Exercise requirements:
a - According to the passage on diagnosing Long QT Syndrome, how long is a Holter monitor worn?
b - List every type of echocardiography that the Long QT Syndrome passage names.
c - Continue the passage on diagnosing Long QT Syndrome from its last sentence.

Clinical diagnosis of Long QT Syndrome is difficult, as many do not experience symptoms. If your doctor suspects that your child has Long QT Syndrome, (due to episodes of fainting or arrhythmias), he/she may suggest medical testing in addition to a complete medical history and physical examination. Our approach at Boston Children’s is to evaluate the family as well as the patient history since the individual patient may not be symptomatic. We have a structured approach that evaluates the type of Long QT Syndrome and the clinical risk stratification through a series of diagnostic tests that may also include genetic analysis.

Electrocardiogram (EKG or ECG)

An electrocardiogram is one of the simplest and fastest procedures used to evaluate the heart. Before the test, electrodes (small, plastic patches) are placed at certain locations on your child's chest, arms and legs. After the electrodes are connected to the EKG/ECG machine by lead wires, the electrical activity of your child's heart is measured and printed out for the physician to evaluate.


Echocardiography is a procedure that evaluates the structure and function of the heart by using sound waves to produce a moving picture of the heart and heart valves. The picture is much more detailed than a plain X-ray image and involves no radiation exposure. Types of echocardiography include cardiac ultrasound, cardiac Doppler, transesophageal echocardiography (TEE).

Exercise electrocardiogram

Exercise EKG testing (also called a stress EKG or stress ECG) measures cardiac rhythm and function by having a patient exercise on a treadmill or bicycle.

Holter monitoring

A Holter monitor is a tiny, portable EKG machine that is worn for a 24-hour period or longer to look for signs of irregular, fast or slow heart rhythms during normal activities. Your child will have tiny patches on their chest that attach with lead wires to the small monitor.

Natural-language object grounding data:
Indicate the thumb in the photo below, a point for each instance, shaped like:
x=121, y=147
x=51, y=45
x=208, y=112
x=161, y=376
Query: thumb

Responses by task:
a - For a 24-hour period or longer.

b - Cardiac ultrasound, cardiac Doppler, and transesophageal echocardiography (TEE).

c -
Event Monitoring

An event monitor is similar to a Holter monitor, and is used to test for symptoms that occur less frequently. There are three kinds of event monitors:

Leadless: These monitors are designed to capture post-event activity. This small flat recorder that is placed against your child’s chest over her heart at the first sign of symptoms. You will need to manually record the ECG sample by pressing a button once the recorder is in place.

  • Looping Recorder worn with electrodes/leads: This recorder constantly records and erases (loops over) your child’s ECG. When your child feels symptoms you will need to press the device's Record button to capture the ECG at that moment in time. The recorder also saves a short sample of the time before the symptom, enabling your clinician to see what was happening in your child's heart, before, during and after the symptoms.
  • Automatically triggered recorder: Works the same as a looping recorder but can detect sudden changes in heart rate and automatically capture that information.
  • Magnetic Resonance Imaging (MRI) - MRI is a procedure that uses a combination of large magnets, radiofrequencies and a computer to produce detailed images of organs and structures with the body.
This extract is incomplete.